▶ [Tareas]
A: Reescribe de forma más breve el párrafo de la crónica de viaje que empieza con «Nos ha dejado poca opción», sin perder sus datos principales.
B: Continúa la crónica de viaje a partir de su última frase.

Al final la migración al este va a ser mucho más repentina de lo que llegamos a pensar, pero no importa. Decidimos plegarnos a la suerte, no pensar demasiado donde ir, visitar esta mañana las ruinas mayas (los mayas nos caen mejor que los aztecas. Eran más intelectuales, menos guerreros, y mataban gente, pero al menos no a cientos), y luego venirnos a la urbe y coger autobuses según la hora y la conveniencia, decidir la ruta en función del cartel de partidas de la estación.
Nos ha dejado poca opción: a cualquier punto intermedio al que quisieramos ir tardaríamos cinco o seis horas en llegar y llegaríamos en mitad de la noche, y a Playa del Carmen salimos a las 8 y llegaremos a las 7 de la mañana. Lo menos complicado. Así que toca ver playa, y en fin, los margaritas, las micheladas, qué le vamos a hacer, habrá que resignarse al vicio.
Allí además me quedan amigos de la Muchacha por conocer. Hablando de ellos dijo el Chapu que Tulum y Playa del Carmen parecían haber sido hechos para ellos, para ser su ambiente. Da miedo pensar que de todos los que hemos conocido se supone que los más fiesteros (aunque el Chucho y Oswaldo lo sean un rato) son los que aún no he visto.
Nos hemos hospedado en el Panchán, como creo haber dicho ayer. Cenamos y diluvió, un diluvio de los que uno espera en la selva, de los que se ven en las películas. Solo que el Dolby Surround de la realidad es aún mejor que el del cine, claro. Incluía tormenta, así que le pude dar rienda suelta a ese vicio mío de contar los segundos entre el relámpago y el trueno, de calcular la distancia del sitio en el que cayó el rayo. Del primero conté hasta uno y medio. Así sonó. Impresiona, ahí, rodeado de montañas verdes que dicen que son árboles, con el aguacero cayendo compacto, victorioso, apoteósico. Después dormimos en una cabaña acunados por los ruidos de la selva. Los monos (los changuitos) gritaban sobre nuestras cabezas y en las ventanas, jugando a agitar las ramas, a prolongar la lluvia. Por el día la jungla es un hotel humano, un conjunto de restaurantes y bares y demás. Por la noche los animales la reclaman como suya, y los perros, urbanitas sin saberlo, no saben dónde meter el rabo, dónde mirar asustados. Y los insectos dan pequeños pasos para ellos pero grandes pasos para la Insectidad, y plantan sus agijones en nuestros tobillos y nuestros codos.

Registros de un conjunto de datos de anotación

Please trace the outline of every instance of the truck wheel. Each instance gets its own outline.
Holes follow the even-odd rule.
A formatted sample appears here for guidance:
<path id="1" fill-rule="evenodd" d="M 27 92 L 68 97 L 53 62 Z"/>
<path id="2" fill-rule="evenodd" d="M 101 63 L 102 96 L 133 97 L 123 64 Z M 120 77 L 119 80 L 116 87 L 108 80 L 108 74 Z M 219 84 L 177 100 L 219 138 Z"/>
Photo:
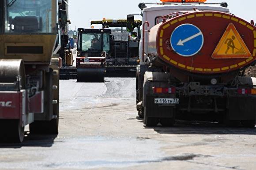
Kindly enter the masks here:
<path id="1" fill-rule="evenodd" d="M 1 121 L 1 137 L 0 141 L 4 142 L 21 143 L 24 139 L 25 135 L 24 127 L 19 123 L 19 120 L 4 120 Z"/>
<path id="2" fill-rule="evenodd" d="M 58 134 L 59 118 L 51 121 L 35 121 L 29 125 L 32 134 Z"/>
<path id="3" fill-rule="evenodd" d="M 160 123 L 164 127 L 173 127 L 175 123 L 175 119 L 173 118 L 162 118 L 160 119 Z"/>
<path id="4" fill-rule="evenodd" d="M 256 125 L 255 120 L 242 120 L 241 121 L 243 126 L 245 127 L 253 128 L 255 127 Z"/>

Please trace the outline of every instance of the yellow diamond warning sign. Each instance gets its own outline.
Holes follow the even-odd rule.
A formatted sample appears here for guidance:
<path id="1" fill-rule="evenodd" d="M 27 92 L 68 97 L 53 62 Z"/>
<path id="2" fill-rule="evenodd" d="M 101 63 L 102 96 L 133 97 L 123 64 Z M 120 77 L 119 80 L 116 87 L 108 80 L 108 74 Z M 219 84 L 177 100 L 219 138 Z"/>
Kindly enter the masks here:
<path id="1" fill-rule="evenodd" d="M 231 23 L 220 39 L 213 58 L 243 58 L 252 56 L 235 25 Z"/>

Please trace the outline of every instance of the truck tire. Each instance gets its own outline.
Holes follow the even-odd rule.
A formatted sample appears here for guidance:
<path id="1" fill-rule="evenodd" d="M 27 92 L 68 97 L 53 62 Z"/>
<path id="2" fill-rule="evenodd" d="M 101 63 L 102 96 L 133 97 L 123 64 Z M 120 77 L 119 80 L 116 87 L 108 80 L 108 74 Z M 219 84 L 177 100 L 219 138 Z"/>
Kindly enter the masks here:
<path id="1" fill-rule="evenodd" d="M 256 125 L 255 120 L 242 120 L 241 123 L 244 127 L 249 127 L 250 128 L 255 127 L 255 125 Z"/>
<path id="2" fill-rule="evenodd" d="M 172 127 L 175 123 L 175 119 L 174 118 L 161 119 L 160 123 L 164 127 Z"/>

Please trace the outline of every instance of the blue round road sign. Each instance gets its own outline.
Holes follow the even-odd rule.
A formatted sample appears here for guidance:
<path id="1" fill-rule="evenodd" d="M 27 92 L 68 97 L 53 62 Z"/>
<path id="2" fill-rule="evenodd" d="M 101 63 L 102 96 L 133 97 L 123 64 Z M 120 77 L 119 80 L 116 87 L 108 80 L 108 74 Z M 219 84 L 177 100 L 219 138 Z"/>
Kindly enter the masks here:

▶ [Resultados]
A: Había pocas opciones. Ir a cualquier punto intermedio suponía cinco o seis horas de viaje y llegar en plena noche. En cambio, a Playa del Carmen se sale a las 8 y se llega a las 7 de la mañana, que es lo menos complicado. Así que toca playa, margaritas y micheladas, y habrá que resignarse al vicio.

B:
Todo lleno también de hippies, por cierto, lo que me hizo hacer un comentario que la Muchacha celebró con jolgorio: viéndoles con los pelos largos y las chanclas de cuero y las camisetas raídas, viéndoles aquí igual que en la India o Madrid o cualquier lugar, están globalizados contra la globalización, esa palabra que profesan aunque dicen que les da alergia. Ah, los hippies. Sin el LSD y los 60, protestando por la lentitud de Internet y la temperatura de las quesadillas, las cosas ya no son lo que eran.
Y hoy hemos ido a ver las ruinas, como decía. Me queda claro que si los pueblos mesoamericanos no inventaron la escalera al menos deberían recoger ese mérito. Mira que las usan por todas partes en las pirámides. Y que los Mayas definitivamente sabían cómo hacerse un jardín bestial: desde la puerta de los templos hasta que se acabe la selva, toma árboles y lianas y arroyos y claros y bichos y más bichos por todas partes.
También me ha quedado claro, con tanto sube y baja, que no debía haber muchos sacerdotes mayas con problemas en el oído interno.
Y poco más. Ahora nos toca hacer tiempo hasta que salga el autobús, dentro de 7 horas y pico. Comeremos, tomaremos unas chelas, nos buscaremos una cantina cómoda en la que leer un rato y tomar un café. Y luego, lo dicho, resignación, y rumbo al paraíso en la tierra, a tirarnos en la playa, ponernos morenos y tratarnos bien.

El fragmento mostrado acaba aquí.